Stored data entries:
══════

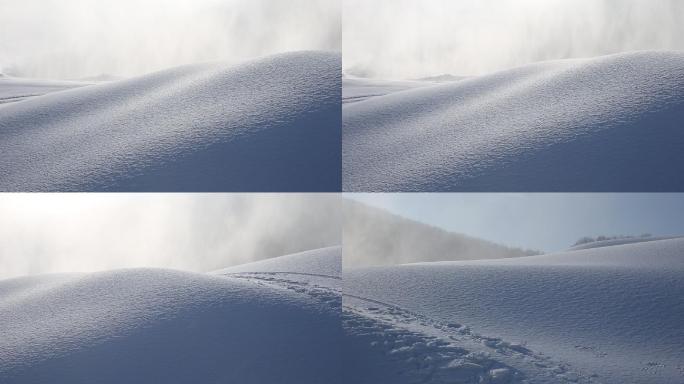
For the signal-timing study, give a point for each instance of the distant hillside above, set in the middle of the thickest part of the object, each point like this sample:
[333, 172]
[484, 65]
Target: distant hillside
[374, 236]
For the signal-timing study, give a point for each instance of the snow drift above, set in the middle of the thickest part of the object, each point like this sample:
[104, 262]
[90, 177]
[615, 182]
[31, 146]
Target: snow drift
[610, 123]
[603, 315]
[155, 325]
[14, 89]
[374, 236]
[271, 124]
[324, 262]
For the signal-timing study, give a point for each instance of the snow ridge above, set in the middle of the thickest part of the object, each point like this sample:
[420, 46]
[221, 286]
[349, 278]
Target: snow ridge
[609, 123]
[271, 124]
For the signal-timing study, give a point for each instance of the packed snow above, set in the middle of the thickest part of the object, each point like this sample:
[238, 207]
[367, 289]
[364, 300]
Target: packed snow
[167, 326]
[604, 315]
[324, 261]
[610, 123]
[374, 236]
[618, 241]
[13, 89]
[270, 124]
[355, 89]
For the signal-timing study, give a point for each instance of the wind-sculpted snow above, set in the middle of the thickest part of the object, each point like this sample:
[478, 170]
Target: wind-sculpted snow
[324, 261]
[16, 89]
[618, 241]
[268, 124]
[610, 123]
[603, 315]
[164, 326]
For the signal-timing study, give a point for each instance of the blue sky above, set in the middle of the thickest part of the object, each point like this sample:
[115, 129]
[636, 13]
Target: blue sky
[548, 222]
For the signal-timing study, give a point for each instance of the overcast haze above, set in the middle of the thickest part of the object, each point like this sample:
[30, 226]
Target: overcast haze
[548, 222]
[411, 39]
[81, 38]
[42, 233]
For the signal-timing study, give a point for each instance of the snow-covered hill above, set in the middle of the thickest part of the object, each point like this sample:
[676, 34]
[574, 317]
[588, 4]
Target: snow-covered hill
[14, 89]
[618, 241]
[324, 262]
[374, 236]
[355, 89]
[610, 123]
[155, 325]
[271, 124]
[603, 315]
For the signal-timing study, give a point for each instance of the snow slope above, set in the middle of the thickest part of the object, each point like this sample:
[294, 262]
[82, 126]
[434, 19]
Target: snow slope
[619, 241]
[155, 325]
[355, 89]
[324, 261]
[271, 124]
[603, 315]
[374, 236]
[14, 89]
[609, 123]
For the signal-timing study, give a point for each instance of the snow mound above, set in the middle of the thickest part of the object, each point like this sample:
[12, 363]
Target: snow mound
[14, 89]
[374, 236]
[603, 315]
[610, 123]
[267, 124]
[324, 261]
[150, 325]
[355, 89]
[619, 241]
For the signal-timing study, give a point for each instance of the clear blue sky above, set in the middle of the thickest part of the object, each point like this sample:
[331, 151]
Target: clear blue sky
[548, 222]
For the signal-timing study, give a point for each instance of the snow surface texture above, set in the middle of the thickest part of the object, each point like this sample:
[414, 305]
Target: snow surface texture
[356, 89]
[603, 315]
[272, 124]
[374, 236]
[619, 241]
[324, 261]
[165, 326]
[611, 123]
[16, 89]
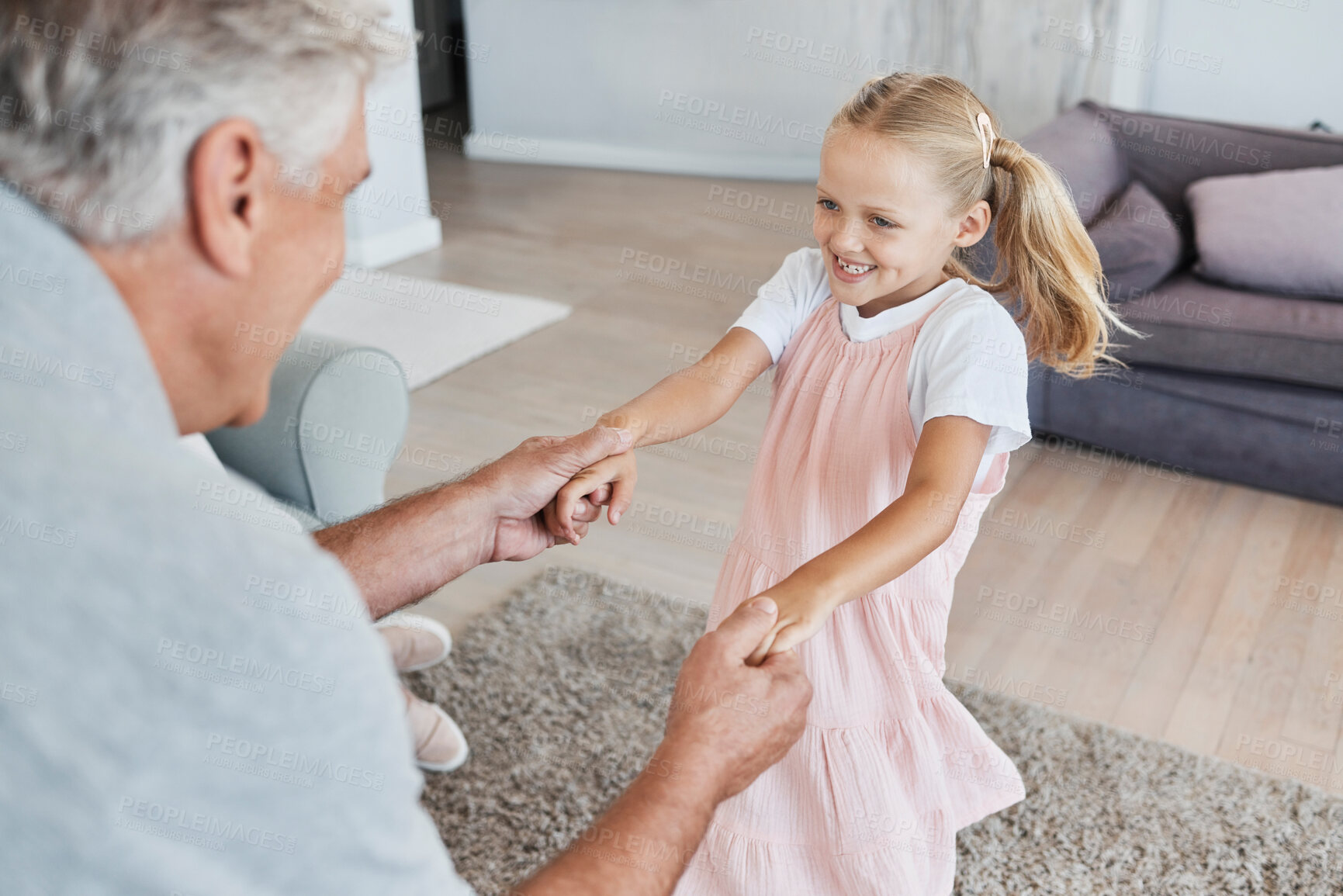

══════

Work instructions: Reproduce each entry precisely. Leave the pictures out.

Task output:
For the signal-timing study, give a point for each instance of the distant hillside above, set in the middle of the thickest part of the object, each point like this sample:
[333, 172]
[484, 65]
Target: distant hillside
[374, 236]
For the signal-timing study, give a point for each instance of the snow drift above, set in the middle of the thickest part of the object, each point like this sample:
[104, 262]
[90, 177]
[615, 182]
[31, 146]
Target: snow drift
[610, 123]
[603, 315]
[155, 325]
[14, 89]
[374, 236]
[271, 124]
[324, 262]
For the signal-timing study, give a point for each instance of the snow ridge above, set in the middle of the thickest part of the object, each point like this sample:
[420, 46]
[221, 286]
[349, 278]
Target: snow ridge
[609, 123]
[271, 124]
For the signal-timing study, give a point for each instance of the packed snow above, set in the middle of the thickest part of the object, each point like this sample:
[238, 207]
[367, 289]
[364, 300]
Target: packed snow
[167, 326]
[604, 315]
[324, 261]
[610, 123]
[374, 236]
[618, 241]
[13, 89]
[270, 124]
[355, 89]
For the signal-timing study, give a point for each instance of the wind-sculpted snow above, set in the middle of the thickest part of the object, each point like this sample:
[478, 170]
Target: wind-sculpted snow
[324, 261]
[16, 89]
[618, 241]
[268, 124]
[610, 123]
[603, 315]
[164, 326]
For the signal-timing study, give a point for each instance of the blue sky above, set in the middle of the thickest part of the object, each point like this sample:
[115, 129]
[636, 13]
Target: blue sky
[548, 222]
For the signal-timing study, give a point for each instance of the overcast haze above, set in the middle of the thickest part of the object, each point like this sample:
[30, 226]
Target: overcast haze
[548, 222]
[411, 39]
[81, 38]
[42, 233]
For the signal-timing study, give a point for each instance of the snow-covered hill above, set in the middle of the thickest part of the object, each point like this sample:
[676, 34]
[574, 317]
[588, 4]
Target: snow-covered hill
[14, 89]
[618, 241]
[324, 262]
[374, 236]
[355, 89]
[610, 123]
[155, 325]
[271, 124]
[603, 315]
For the signal-timing study, give a point for each instance of the snow slope above, set in the middle of the thickest part of the object, each point like this sample:
[294, 262]
[82, 126]
[434, 19]
Target: snow slope
[619, 241]
[155, 325]
[355, 89]
[324, 261]
[271, 124]
[603, 315]
[374, 236]
[14, 89]
[609, 123]
For the signal-timing study, give a point for each instance of the snow mound above, set in the middle of the thickest part of the object, each point like this sample:
[12, 363]
Target: snow mound
[14, 89]
[374, 236]
[603, 315]
[610, 123]
[267, 124]
[324, 261]
[150, 325]
[355, 89]
[619, 241]
For the signal-timing study, give a point for each instance of the clear blue sky above, set in the middle of the thickest part of the object, each point like this sample:
[331, 151]
Target: clear blue sky
[548, 222]
For the signal-timing study, give a point for each instance of the snow surface texture above, set in the middle of the thickest part of the object, each point like this sample:
[414, 305]
Target: snow surface texture
[356, 89]
[603, 315]
[272, 124]
[374, 236]
[619, 241]
[324, 261]
[165, 326]
[611, 123]
[16, 89]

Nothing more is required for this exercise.